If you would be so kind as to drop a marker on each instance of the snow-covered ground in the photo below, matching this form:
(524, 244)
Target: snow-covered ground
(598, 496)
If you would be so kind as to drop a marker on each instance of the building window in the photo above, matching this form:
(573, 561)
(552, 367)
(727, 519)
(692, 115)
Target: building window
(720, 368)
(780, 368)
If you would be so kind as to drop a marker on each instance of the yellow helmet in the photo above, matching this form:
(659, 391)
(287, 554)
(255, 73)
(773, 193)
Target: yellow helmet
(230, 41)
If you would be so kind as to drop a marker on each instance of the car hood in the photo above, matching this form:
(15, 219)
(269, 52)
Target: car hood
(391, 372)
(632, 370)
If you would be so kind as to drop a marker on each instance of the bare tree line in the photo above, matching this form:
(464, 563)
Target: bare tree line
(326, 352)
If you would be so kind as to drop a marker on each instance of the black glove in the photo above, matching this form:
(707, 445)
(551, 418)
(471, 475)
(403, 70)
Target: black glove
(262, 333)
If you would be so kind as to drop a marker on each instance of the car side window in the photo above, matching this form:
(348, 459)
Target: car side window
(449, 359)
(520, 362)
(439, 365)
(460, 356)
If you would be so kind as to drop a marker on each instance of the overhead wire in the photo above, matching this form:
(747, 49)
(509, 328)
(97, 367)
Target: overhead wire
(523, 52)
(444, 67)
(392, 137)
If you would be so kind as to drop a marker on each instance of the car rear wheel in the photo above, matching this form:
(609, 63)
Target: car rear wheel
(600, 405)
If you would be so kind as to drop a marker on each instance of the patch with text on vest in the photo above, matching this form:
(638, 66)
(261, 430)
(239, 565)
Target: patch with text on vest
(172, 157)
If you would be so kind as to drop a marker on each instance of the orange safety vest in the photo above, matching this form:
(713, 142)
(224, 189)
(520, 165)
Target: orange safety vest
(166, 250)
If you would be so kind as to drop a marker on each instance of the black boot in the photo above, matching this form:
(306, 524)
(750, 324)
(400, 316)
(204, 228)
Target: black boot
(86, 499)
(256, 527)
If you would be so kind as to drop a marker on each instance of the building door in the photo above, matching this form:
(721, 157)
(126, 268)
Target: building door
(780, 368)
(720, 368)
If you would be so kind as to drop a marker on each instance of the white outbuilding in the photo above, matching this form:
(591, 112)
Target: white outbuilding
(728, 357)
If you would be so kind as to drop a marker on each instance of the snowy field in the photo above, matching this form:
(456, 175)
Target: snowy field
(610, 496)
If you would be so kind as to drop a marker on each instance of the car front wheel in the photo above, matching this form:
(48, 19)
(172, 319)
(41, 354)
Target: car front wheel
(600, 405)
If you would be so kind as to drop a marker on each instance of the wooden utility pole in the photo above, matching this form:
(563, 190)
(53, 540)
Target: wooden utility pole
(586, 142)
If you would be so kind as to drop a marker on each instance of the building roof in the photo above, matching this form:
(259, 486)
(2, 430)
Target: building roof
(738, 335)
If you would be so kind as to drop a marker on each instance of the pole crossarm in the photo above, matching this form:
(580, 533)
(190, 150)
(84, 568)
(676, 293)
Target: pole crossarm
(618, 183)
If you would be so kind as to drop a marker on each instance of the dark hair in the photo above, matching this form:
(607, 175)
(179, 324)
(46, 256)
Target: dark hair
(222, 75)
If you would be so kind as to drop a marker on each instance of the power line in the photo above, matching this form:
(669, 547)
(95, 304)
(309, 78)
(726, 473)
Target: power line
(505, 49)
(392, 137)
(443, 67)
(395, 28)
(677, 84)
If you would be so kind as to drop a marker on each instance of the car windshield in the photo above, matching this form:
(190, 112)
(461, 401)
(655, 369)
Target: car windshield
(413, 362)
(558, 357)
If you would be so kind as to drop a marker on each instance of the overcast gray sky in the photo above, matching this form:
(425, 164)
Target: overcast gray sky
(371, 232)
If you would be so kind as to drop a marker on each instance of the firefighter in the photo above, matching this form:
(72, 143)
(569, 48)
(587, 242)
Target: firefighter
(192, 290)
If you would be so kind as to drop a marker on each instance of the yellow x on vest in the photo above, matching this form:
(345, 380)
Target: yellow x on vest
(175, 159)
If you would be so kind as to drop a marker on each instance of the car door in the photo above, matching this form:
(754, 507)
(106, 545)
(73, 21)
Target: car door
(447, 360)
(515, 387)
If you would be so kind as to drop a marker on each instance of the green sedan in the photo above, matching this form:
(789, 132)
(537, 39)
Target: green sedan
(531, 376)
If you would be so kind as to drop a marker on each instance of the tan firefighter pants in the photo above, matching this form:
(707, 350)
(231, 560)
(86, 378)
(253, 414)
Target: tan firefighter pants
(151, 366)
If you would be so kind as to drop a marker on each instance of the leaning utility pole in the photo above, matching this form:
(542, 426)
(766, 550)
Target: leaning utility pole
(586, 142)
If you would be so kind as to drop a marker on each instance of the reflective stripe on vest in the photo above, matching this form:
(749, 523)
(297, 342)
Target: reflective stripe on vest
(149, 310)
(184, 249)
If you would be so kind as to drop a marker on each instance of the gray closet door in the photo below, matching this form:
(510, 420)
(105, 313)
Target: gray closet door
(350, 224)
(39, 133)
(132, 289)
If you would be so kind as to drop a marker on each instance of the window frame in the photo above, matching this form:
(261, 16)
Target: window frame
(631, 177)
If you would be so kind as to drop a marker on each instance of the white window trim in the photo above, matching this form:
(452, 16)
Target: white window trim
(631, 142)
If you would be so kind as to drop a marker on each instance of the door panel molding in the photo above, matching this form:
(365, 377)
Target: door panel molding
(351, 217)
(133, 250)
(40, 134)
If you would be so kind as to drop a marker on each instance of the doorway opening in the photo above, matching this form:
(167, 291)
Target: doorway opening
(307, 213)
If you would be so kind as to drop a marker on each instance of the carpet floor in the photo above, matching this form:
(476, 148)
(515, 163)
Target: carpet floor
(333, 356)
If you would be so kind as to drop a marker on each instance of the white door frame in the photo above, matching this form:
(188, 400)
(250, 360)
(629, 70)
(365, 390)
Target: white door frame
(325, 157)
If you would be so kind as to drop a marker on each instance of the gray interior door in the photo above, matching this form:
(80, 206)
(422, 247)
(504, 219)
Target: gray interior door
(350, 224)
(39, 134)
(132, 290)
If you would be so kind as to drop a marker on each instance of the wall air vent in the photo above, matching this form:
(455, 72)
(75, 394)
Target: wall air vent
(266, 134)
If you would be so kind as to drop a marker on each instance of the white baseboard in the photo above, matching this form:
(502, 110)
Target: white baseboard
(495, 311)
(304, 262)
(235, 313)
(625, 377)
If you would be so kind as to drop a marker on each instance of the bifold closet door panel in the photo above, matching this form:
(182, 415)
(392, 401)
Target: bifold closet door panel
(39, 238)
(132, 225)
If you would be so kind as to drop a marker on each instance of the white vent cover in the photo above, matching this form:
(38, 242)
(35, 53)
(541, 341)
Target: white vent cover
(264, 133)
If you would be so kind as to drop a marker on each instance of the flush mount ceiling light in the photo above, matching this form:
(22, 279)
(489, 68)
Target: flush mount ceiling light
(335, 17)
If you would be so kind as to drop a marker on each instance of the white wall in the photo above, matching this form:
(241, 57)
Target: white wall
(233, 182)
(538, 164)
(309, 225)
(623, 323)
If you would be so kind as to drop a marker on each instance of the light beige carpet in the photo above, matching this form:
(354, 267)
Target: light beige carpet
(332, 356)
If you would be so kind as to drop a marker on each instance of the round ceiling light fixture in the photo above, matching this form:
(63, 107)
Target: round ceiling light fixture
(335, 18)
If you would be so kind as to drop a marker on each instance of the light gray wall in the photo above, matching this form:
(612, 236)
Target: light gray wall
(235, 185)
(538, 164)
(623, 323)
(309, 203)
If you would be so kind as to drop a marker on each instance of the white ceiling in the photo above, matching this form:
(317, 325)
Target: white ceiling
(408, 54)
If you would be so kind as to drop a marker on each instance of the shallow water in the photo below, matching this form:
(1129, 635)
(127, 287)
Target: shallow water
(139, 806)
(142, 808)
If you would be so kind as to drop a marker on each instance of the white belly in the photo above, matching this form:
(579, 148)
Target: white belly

- _WHAT YOU SHOULD DO_
Could you quote, exactly as they appear, the line containing "the light gray" and every line after it to the end of the records above?

- _COMPLETE OUTPUT_
If you would be so kind as to drop a marker on each instance of the light gray wall in the photo above, matching this form:
(612, 236)
Target: light gray wall
(235, 185)
(538, 164)
(623, 323)
(309, 203)
If you would be so kind as to drop a marker on each instance of the white ceiling in the photo above, matching this form:
(317, 325)
Target: white ceiling
(408, 54)
If you would be so kind as to drop a marker on each instance of the shallow water in the photo below, matching this form:
(1129, 635)
(127, 287)
Target: shallow water
(139, 806)
(142, 808)
If you would be so kind as to drop a marker on each instance of the white belly in the photo above, matching this form:
(579, 148)
Target: white belly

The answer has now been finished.